# TEXT PASSAGE

Start

Andrew Ryce profiles one of club music's most daring and inventive labels, inspired by hardcore and the hustle and bustle of Mexico City.
With a founder who lives in Mexico and staff based in New York and Bucharest, Infinite Machine, which started in Montréal, is a global label with a global sound. It was one of the first outfits to embrace an internet-based scene rather than the relatively local focus of other prominent club labels like Night Slugs or Fade To Mind. It was also one of the first to tap into a groundswell of youthful political energy and anger. In 2015 Infinite Machine traced a path through the colourful post-dubstep world into the fiery realm of experimental club music, and it's never looked back.
The label, run jointly by Charlie Juárez, Nicholas James Concklin and Alin Ceauselu, AKA Liar, has become a mainstay in the loose, increasingly experimental club music scene. And it's not just a sound they're pushing. Infinite Machine plucks young artists out of obscurity and gives them a springboard. Producers as diverse as Bwana, WWWINGS and Ziúr all got their start on the label, which has always been happy to go out on a limb.
"I used to play in hardcore bands, and screamo bands, for like ten years," Charlie Juárez told me over Skype from his place in Mexico City. "To be punk means there are no rules, no rules for how you're supposed to compose a track or to do a DJ set or live act."
Take Abyss X's Nüshu, the label's final release of 2016 and one of its most powerful yet. It's an example of the label's punk ethos, coated in distortion and thrashing wildly with seemingly no regard for DJs.
But Infinite Machine wasn't always about the loud and the abrasive. The label's first great release came from a Torontonian called Bwana, whose heartsick 2012 track "Baby Let Me Finish" set the bass music world on fire and put Infinite Machine on the map. It established the label as a new player in the post-dubstep scene, albeit one that didn't really know what it stood for aside from being "punk."

End

# EXTRACTED MATERIAL
Start

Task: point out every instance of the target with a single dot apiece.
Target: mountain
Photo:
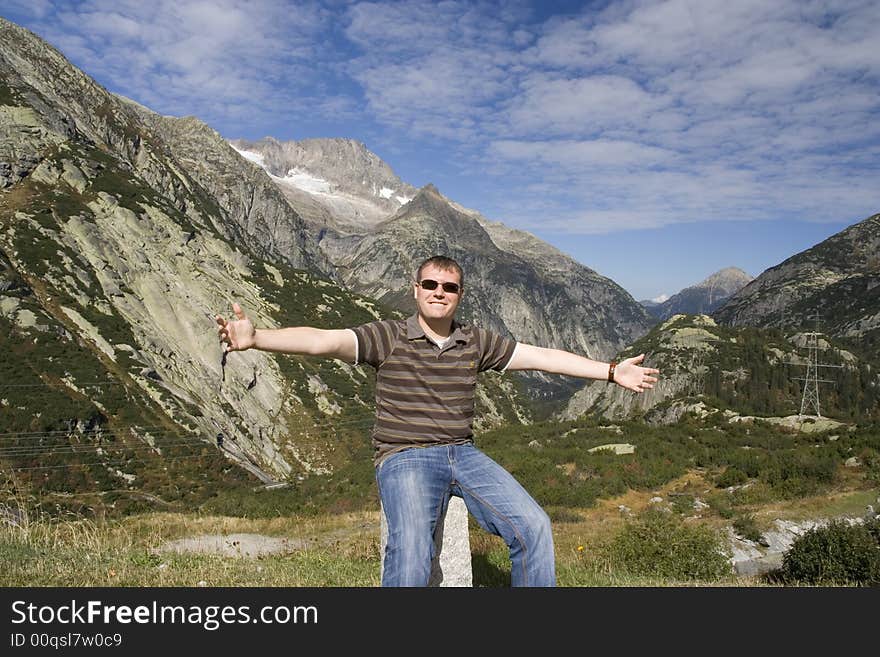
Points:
(837, 279)
(122, 234)
(516, 284)
(702, 298)
(706, 366)
(332, 182)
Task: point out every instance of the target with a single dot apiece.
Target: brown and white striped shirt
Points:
(425, 393)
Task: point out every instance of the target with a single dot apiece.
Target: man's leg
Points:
(503, 507)
(414, 490)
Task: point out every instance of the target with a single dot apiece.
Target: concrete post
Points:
(452, 560)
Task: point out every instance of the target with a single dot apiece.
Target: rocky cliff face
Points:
(751, 371)
(706, 296)
(838, 279)
(335, 183)
(122, 234)
(516, 284)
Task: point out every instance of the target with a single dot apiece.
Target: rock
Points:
(452, 563)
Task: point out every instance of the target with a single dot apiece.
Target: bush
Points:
(836, 554)
(659, 544)
(732, 476)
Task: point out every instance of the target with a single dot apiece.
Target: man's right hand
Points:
(238, 334)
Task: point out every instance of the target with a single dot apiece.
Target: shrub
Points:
(838, 553)
(659, 544)
(732, 476)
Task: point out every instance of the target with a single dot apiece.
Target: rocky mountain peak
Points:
(704, 297)
(838, 278)
(730, 279)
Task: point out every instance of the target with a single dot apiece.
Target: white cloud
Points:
(645, 113)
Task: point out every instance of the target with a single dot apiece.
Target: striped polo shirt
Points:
(425, 393)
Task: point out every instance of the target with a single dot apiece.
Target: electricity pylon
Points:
(811, 381)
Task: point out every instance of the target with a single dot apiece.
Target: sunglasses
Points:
(449, 288)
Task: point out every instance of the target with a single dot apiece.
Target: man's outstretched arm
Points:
(240, 334)
(628, 373)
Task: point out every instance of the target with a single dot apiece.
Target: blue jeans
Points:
(415, 486)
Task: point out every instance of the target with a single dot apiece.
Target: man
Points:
(426, 378)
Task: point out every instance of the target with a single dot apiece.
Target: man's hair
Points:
(441, 262)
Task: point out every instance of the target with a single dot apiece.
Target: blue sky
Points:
(654, 141)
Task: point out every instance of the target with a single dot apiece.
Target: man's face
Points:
(437, 303)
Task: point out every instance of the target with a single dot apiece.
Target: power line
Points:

End

# WRITTEN TASK A
In the Infinite Machine profile, which city did the label start in?
# WRITTEN TASK B
According to the Infinite Machine profile, why is Abyss X's Nüshu an example of the label's punk ethos? Answer in one to three sentences.
# WRITTEN TASK C
In the Infinite Machine profile, copy the passage between "With a founder" and "never looked back.", inclusive, replacing "Bucharest" with "Berlin".

# CORRECT RESPONSE A
Montréal

# CORRECT RESPONSE B
Nüshu shows the label's punk ethos because it is coated in distortion and thrashes wildly with seemingly no regard for DJs. That fits Charlie Juárez's view that being punk means there are no rules for how to compose a track or do a DJ set or live act.

# CORRECT RESPONSE C
With a founder who lives in Mexico and staff based in New York and Berlin, Infinite Machine, which started in Montréal, is a global label with a global sound. It was one of the first outfits to embrace an internet-based scene rather than the relatively local focus of other prominent club labels like Night Slugs or Fade To Mind. It was also one of the first to tap into a groundswell of youthful political energy and anger. In 2015 Infinite Machine traced a path through the colourful post-dubstep world into the fiery realm of experimental club music, and it's never looked back.